Collected data:
Segment Open

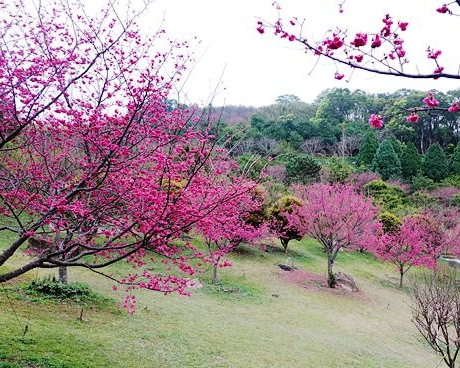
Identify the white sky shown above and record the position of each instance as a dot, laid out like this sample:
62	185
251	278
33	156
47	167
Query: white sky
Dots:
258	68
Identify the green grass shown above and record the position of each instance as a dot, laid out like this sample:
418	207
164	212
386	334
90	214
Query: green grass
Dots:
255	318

Segment Closed
Segment Open

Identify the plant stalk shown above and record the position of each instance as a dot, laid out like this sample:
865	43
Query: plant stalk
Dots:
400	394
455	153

Segment Closed

== Instructions for the task ==
Since only a number is wanted, please say how many lines in the data include the word "green".

== Exercise response ==
2